EXERCISE GOAL: Keep the wording of each record exactly the same when you repeat it, and leave out pictures.
### DATA SHOWN ###
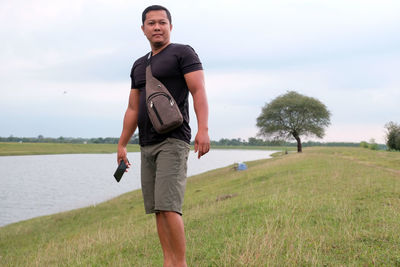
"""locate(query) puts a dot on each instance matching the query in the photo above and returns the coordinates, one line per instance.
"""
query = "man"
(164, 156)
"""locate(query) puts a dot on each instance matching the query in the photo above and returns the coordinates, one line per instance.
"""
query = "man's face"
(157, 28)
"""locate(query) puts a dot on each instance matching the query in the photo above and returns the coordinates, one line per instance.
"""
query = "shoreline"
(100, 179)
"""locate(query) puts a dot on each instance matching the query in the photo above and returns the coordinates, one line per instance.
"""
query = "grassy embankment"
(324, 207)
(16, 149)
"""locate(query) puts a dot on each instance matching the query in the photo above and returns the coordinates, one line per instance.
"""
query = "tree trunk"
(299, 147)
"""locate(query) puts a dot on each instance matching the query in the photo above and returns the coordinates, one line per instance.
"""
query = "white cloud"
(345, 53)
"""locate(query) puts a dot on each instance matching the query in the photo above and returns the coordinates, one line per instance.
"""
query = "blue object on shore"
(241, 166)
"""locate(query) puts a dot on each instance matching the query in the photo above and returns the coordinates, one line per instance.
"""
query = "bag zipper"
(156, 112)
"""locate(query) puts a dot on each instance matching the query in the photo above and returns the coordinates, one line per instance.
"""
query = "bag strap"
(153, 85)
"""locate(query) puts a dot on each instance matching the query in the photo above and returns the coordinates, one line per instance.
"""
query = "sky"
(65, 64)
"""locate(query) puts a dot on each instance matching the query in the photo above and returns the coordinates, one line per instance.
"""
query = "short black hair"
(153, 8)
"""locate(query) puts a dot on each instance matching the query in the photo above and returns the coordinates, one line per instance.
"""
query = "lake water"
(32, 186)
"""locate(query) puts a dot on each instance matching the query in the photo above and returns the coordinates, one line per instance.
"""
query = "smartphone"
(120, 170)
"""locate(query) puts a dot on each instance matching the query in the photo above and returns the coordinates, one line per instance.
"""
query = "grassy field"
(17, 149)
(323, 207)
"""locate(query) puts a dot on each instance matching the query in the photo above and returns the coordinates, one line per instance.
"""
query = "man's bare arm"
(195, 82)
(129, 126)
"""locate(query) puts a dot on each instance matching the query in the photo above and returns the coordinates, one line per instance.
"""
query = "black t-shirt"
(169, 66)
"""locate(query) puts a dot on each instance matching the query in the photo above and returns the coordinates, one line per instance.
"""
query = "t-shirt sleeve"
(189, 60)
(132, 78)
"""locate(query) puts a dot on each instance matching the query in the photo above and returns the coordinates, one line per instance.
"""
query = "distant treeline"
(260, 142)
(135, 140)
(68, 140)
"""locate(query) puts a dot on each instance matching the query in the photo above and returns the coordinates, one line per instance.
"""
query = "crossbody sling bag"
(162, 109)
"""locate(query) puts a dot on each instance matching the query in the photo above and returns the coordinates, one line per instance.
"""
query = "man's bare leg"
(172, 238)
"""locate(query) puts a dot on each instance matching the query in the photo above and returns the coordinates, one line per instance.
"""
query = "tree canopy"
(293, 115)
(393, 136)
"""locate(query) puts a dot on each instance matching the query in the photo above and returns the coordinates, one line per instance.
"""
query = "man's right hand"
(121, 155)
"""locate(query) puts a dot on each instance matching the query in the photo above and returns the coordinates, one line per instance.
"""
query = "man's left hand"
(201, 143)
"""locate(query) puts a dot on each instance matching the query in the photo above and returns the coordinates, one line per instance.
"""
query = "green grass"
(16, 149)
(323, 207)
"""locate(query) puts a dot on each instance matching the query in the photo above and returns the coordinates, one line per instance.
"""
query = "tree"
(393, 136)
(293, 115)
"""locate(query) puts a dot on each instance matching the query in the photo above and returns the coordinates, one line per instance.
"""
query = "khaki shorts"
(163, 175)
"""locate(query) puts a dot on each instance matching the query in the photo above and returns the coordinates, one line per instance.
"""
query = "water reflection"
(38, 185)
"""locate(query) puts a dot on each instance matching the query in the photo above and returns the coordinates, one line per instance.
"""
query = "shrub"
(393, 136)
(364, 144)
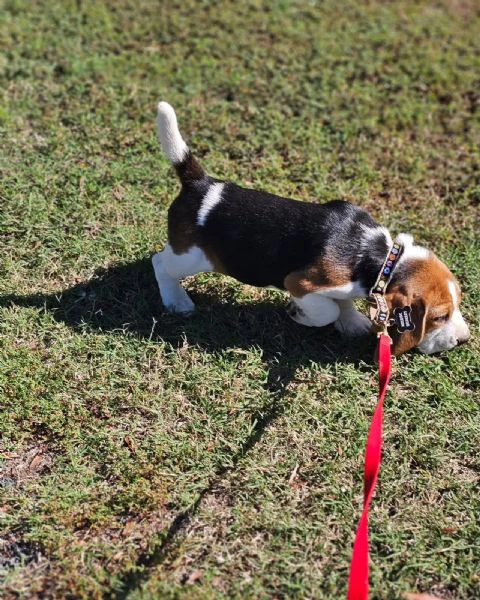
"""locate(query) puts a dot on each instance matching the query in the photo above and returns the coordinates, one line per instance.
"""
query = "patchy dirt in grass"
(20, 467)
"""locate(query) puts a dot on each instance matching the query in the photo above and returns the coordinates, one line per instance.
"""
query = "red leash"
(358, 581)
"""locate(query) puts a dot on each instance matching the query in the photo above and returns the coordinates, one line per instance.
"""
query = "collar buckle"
###
RESPONSE BELOW:
"""locate(query) puts a dot on each instance matching the query in the photo above and returns the coordinates, one line per instance.
"""
query = "man"
(164, 156)
"""locate(query) puts a dot on each instance matching the query in the photo above and returns the coordinates, one line per instance.
"""
query = "man's face"
(157, 28)
"""locate(query) puts a dot on each instance matching the query in the photo above and returns the coordinates, one line per instance.
"""
query = "shoreline"
(100, 179)
"""locate(query) puts a dot on each instance matching the query in the photo above and returns the coordinates, one line per instance.
"""
query = "grassy embankment"
(324, 207)
(16, 149)
"""locate(query) puts a dot on each instance matching the query in the photo above and returns the coordinates, one line per instance.
"""
query = "tree trunk"
(299, 147)
"""locate(query) puts a dot on each instance matching the query in the photo above and returns the coordinates, one line per instance.
"""
query = "white cloud"
(345, 53)
"""locate(query) puts a dot on each instance matching the query in the photo above and returns the coordinates, one line per instance.
"""
query = "blue object on shore"
(241, 166)
"""locate(query) puts a dot on each instance matching the query in the photo above and returns the coordinates, one line per instance.
"""
query = "bag zipper"
(156, 112)
"""locate(query) puts a dot on each instance matching the query in the photo above and returns the coordinates, one line per instance.
"""
query = "bag strap"
(153, 85)
"""locate(query) puts a dot on each instance matching the query in the photo above and returns the coordinates, one line per instance.
"""
query = "sky"
(65, 64)
"""locate(query) puts a dot on each instance matching the query in the photo above and returns the coordinates, one line per instance.
"""
query = "short black hair"
(153, 8)
"""locate(query) puts a dot on each instance matching the query in the photo above and returns the coordinates, one line per instance.
"""
query = "lake water"
(32, 186)
"""locate(query) puts a dot on each instance matching the query in the photo above and returns the coordinates, one line per instance.
"""
query = "smartphone"
(120, 170)
"""locate(query) puts a dot on each instance matching the query in the photo above and returns the coordinates, one line per instance.
"""
query = "grassy field"
(17, 149)
(323, 207)
"""locate(query) puts a dot on each instance matching the query in the photo above and returns the coordinates, one line per instance.
"""
query = "man's bare arm"
(195, 82)
(129, 126)
"""locate(query) puts a dot on each instance matching the query in the photo above and returns the coordinates, one line per instance.
"""
query = "black t-shirt"
(169, 66)
"""locate(query) puts a dot on each instance matching the query in the photo above and returns the coordinates, one line per instance.
"""
query = "t-shirt sleeve"
(189, 60)
(132, 78)
"""locate(query) puts a dot on each instance matching the query in the photo above and returns the coordinates, one line per instance.
"""
query = "distant treeline"
(260, 142)
(135, 140)
(68, 140)
"""locate(query) puts a dot on each instance matching the query in the photo above and returns the coordinates, one line per instance.
"""
query = "crossbody sling bag"
(162, 109)
"""locate(query) puts a dot on each instance matching the query in the photo above and returns the coordinates, one line per instance.
"""
query = "man's bare leg"
(172, 238)
"""locate(query) puts a dot on each instance matching the query in the photo above and returns the coordinates, one line per instance.
"""
query = "tree canopy"
(293, 115)
(393, 136)
"""locate(query) puts a dot on each instance matching the query in the photo above and returns the coordinates, one line per instance.
"""
query = "man's right hand"
(121, 155)
"""locate(query) puts a dot on each instance matching the query in the photo above and returns the coordinates, one line per instance.
"""
query = "man's left hand"
(201, 143)
"""locate(query) puts a dot on each instance matching the query in the photo above and returns the coordinates, one line per instance.
"""
query = "green grass"
(16, 149)
(323, 207)
"""locate(query) puts a dot on each instance matching the query in the photo above and returns the coordinates, one line per instance.
"""
query = "tree"
(393, 136)
(293, 115)
"""locate(query) puts a dot on each instance matching the query in the photo above and returns the coordinates, one line per instance.
"""
query = "khaki shorts"
(163, 175)
"""locate(query) puts a dot on each instance matching the query in the photo above and returns the coordinates, one line per instance.
"""
query = "water reflection"
(38, 185)
"""locate(query) puts a dot on each instance matching the query in the photo above and returns the coordinates, one line per instance.
"""
query = "shrub"
(393, 136)
(364, 144)
"""locate(query) puts a dot on each instance matching the query in the photo above and returns the coordinates, one line per instance.
"""
query = "patchy dirt in grass"
(20, 467)
"""locate(query) puts a dot on each instance matching the query in the photo above and returns the coordinates, one line per instance.
"""
query = "red leash"
(358, 581)
"""locate(query) puts a dot on each instance matching the query in the photo above and returns the coordinates, one line per instance.
"""
query = "collar buckle"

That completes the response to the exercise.